[Task objective]
Rewrite all of the rows below, substituting "very grateful" for every occurrence of "most obliged" and changing nothing else.

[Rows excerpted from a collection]
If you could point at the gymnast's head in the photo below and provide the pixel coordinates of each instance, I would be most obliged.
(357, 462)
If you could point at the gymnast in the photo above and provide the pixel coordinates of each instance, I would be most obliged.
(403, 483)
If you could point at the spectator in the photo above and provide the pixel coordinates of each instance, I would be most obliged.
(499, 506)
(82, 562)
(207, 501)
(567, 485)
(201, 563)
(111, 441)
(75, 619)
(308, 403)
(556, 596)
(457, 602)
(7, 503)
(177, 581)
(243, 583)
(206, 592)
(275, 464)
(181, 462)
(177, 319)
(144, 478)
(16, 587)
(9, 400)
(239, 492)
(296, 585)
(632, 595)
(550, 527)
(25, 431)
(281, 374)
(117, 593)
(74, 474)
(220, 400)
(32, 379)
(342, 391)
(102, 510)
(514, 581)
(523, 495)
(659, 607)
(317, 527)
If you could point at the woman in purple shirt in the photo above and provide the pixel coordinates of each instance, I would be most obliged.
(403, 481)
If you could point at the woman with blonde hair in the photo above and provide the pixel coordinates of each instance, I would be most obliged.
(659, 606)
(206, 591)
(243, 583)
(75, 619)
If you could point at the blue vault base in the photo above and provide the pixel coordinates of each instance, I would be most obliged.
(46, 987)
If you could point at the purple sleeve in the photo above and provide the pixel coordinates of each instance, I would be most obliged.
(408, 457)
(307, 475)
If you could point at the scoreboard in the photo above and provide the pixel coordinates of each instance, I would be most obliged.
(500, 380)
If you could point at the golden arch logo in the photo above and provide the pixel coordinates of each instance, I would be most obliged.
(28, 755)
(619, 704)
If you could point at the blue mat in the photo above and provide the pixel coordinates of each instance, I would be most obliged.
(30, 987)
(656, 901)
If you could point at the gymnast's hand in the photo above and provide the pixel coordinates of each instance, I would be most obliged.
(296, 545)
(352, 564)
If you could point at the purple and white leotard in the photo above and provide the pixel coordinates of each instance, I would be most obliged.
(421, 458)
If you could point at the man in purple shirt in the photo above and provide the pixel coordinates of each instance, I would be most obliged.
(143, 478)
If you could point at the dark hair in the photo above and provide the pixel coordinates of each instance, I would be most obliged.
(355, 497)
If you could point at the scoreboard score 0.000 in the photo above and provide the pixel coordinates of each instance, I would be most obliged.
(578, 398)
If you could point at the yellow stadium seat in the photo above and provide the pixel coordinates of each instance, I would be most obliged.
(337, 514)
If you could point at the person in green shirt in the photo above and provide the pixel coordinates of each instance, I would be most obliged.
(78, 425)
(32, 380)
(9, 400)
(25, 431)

[Solution for this task]
If you could point at the gymnast's head in the photo below and provide the pixel coordinates of each instance, I would be very grateful.
(357, 462)
If you could point at the gymnast in the photo above and provide the pixel coordinates of each instance, I would be very grateful.
(403, 483)
If you could point at the spectator in the photo above and provide the pixel coordinates of each instance, I would be very grateful.
(499, 506)
(82, 562)
(207, 501)
(567, 485)
(201, 563)
(111, 441)
(75, 619)
(308, 403)
(556, 596)
(457, 602)
(7, 503)
(177, 581)
(243, 583)
(206, 592)
(275, 464)
(181, 462)
(177, 319)
(144, 478)
(16, 587)
(9, 400)
(239, 492)
(296, 585)
(632, 595)
(550, 527)
(25, 431)
(281, 374)
(117, 593)
(74, 474)
(220, 400)
(32, 379)
(342, 391)
(102, 510)
(514, 581)
(523, 495)
(659, 607)
(317, 527)
If you could point at the woman in purple shirt in the photo above and provide the pixel coordinates of each instance, I would be very grateful.
(403, 481)
If you could point at the woman with blonde hair in the photo above and provide the pixel coordinates of each instance, I would be very grateful.
(659, 606)
(206, 591)
(243, 583)
(75, 619)
If you could point at the blue vault base in the photo above and provide the pixel coordinates of each instance, I would be very grateful.
(46, 987)
If you could point at the purple sleeve in the photo above and provide the pixel coordinates of each instance, I would be very grateful.
(408, 457)
(307, 475)
If you could point at the scoreboard in the photo above and provide the pixel coordinates of each instance, I would be very grateful.
(500, 380)
If you could point at the golden arch logo in the photo above and provide the pixel coordinates of each instance, I would be very grateful.
(28, 755)
(619, 704)
If you could point at the blue mat in the photo above and provide the pixel coordinates of each instance, I would be very grateful.
(30, 987)
(656, 901)
If you could point at the gymnast's hand in the photo above and provide the pixel coordinates of each instance, I would be very grateful.
(296, 545)
(352, 564)
If you could point at the purple and white leotard in the photo above and provide the pixel coordinates of each instance, I would be very grateful.
(421, 458)
If you could point at the man in purple shirt in the photo above and provide the pixel coordinates of each instance, I would be very grateful.
(143, 478)
If you could point at the dark hair in the photo above and provide the pixel coordinates of each instance, I would be very grateful.
(355, 497)
If you could point at the scoreboard score 0.000 in the photo above and provide the pixel coordinates of each instance, I would be very grateful.
(578, 398)
If you could point at the yellow stadium seat in the photo above and provide the pixel coordinates of each instance, I would be very grateful.
(337, 514)
If you could point at the person in green shirt in the photo above and provide the pixel coordinates of each instance, I would be very grateful.
(78, 425)
(32, 380)
(9, 400)
(25, 431)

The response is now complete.